▸ **Requisiti del problema**:
Per favore, trascrivi per intero e senza alcuna modifica l'articolo su Miracleman riportato più sotto.

Miracleman: il fumetto che ha consacrato Alan Moore

Miracleman è senza dubbio l’opera che ha consacrato il successo di Alan Moore. Prima del ben più noto Watchmen, furono proprio le avventure di Michael Moran, destinate a cambiare il volto del fumetto supereroistico, a conferire fama internazionale al fumettista britannico.

Miracleman: mutamento e ascesa del supereroe

Miracleman Se Miracleman è considerata una colonna portante della storia del fumetto, ciò è dovuto alla domanda che si radica in tutta la narrazione. Cosa farebbero degli individui superumani nel mondo reale?

Interrogativo fecondo in un periodo in cui il mondo dei fumetti era nettamente separato dalla realtà. Moore inquadra il suo protagonista come un semplice essere umano, seppur capace di trasformarsi in Miracleman pronunciando la parola Kimota! Lo stretto contatto che il lettore ha con i pensieri del protagonista è un elemento cruciale. La prosa ricca e coinvolgente esplora a fondo la dimensione introspettiva dei personaggi, dotandoli di notevole spessore. Le sceneggiature, insolitamente dettagliate, si mescolano alle illustrazioni dei numerosi disegnatori (Leach, Veitch, Totleben e altri). Ne risultano scene capaci tanto di emozionare quanto di turbare, colme di elementi inediti per il fumetto dell’epoca.

MiraclemanAltro punto forte è la lente attraverso cui viene mostrata la storia, divisa in modo originale in tre “libri” ovvero raccolte di capitoli. Non c’è spazio per il buonismo ingenuo, anzi, ci si scontra fin dai primi capitoli con atmosfere cupe e personaggi assuefatti al potere e alla violenza.

Ma sono anche genuini e comprensibili sentimenti di paura, ammirazione, stupore, inferiorità a colorire di un efficace realismo le pagine di Miracleman. Il supereroe abbaglia, ammalia, soggioga perché ha caratteristiche capaci di annichilire qualsiasi volontà umana.

▸ **Voci fornite**:
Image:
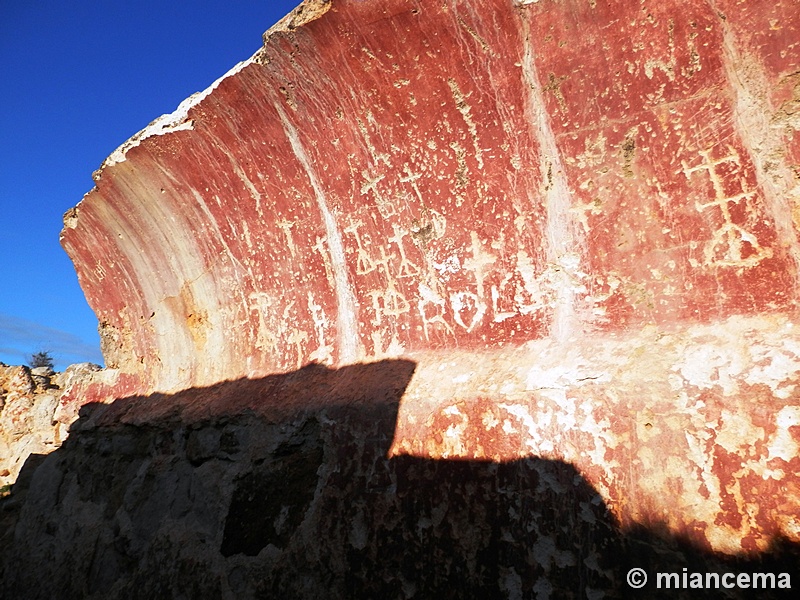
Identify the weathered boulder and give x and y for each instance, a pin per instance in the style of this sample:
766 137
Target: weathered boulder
578 218
29 399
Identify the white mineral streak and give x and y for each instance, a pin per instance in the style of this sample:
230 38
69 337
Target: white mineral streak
348 342
758 124
585 404
563 252
172 122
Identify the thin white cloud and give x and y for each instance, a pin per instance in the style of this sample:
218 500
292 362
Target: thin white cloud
19 338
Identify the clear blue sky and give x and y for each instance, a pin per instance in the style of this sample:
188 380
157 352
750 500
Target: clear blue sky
77 79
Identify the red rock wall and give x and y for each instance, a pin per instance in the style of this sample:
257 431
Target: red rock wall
579 217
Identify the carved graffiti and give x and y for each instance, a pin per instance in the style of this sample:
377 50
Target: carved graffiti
731 245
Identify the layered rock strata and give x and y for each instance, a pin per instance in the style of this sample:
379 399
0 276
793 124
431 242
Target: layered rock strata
578 218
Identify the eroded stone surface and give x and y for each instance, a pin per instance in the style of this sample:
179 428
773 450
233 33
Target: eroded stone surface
579 218
29 399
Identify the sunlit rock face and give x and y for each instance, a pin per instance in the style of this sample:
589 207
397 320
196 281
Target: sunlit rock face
578 217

▸ **Risultato del compito**:
Miracleman: il fumetto che ha consacrato Alan Moore

Miracleman è senza dubbio l’opera che ha consacrato il successo di Alan Moore. Prima del ben più noto Watchmen, furono proprio le avventure di Michael Moran, destinate a cambiare il volto del fumetto supereroistico, a conferire fama internazionale al fumettista britannico.

Miracleman: mutamento e ascesa del supereroe

Miracleman Se Miracleman è considerata una colonna portante della storia del fumetto, ciò è dovuto alla domanda che si radica in tutta la narrazione. Cosa farebbero degli individui superumani nel mondo reale?

Interrogativo fecondo in un periodo in cui il mondo dei fumetti era nettamente separato dalla realtà. Moore inquadra il suo protagonista come un semplice essere umano, seppur capace di trasformarsi in Miracleman pronunciando la parola Kimota! Lo stretto contatto che il lettore ha con i pensieri del protagonista è un elemento cruciale. La prosa ricca e coinvolgente esplora a fondo la dimensione introspettiva dei personaggi, dotandoli di notevole spessore. Le sceneggiature, insolitamente dettagliate, si mescolano alle illustrazioni dei numerosi disegnatori (Leach, Veitch, Totleben e altri). Ne risultano scene capaci tanto di emozionare quanto di turbare, colme di elementi inediti per il fumetto dell’epoca.

MiraclemanAltro punto forte è la lente attraverso cui viene mostrata la storia, divisa in modo originale in tre “libri” ovvero raccolte di capitoli. Non c’è spazio per il buonismo ingenuo, anzi, ci si scontra fin dai primi capitoli con atmosfere cupe e personaggi assuefatti al potere e alla violenza.

Ma sono anche genuini e comprensibili sentimenti di paura, ammirazione, stupore, inferiorità a colorire di un efficace realismo le pagine di Miracleman. Il supereroe abbaglia, ammalia, soggioga perché ha caratteristiche capaci di annichilire qualsiasi volontà umana.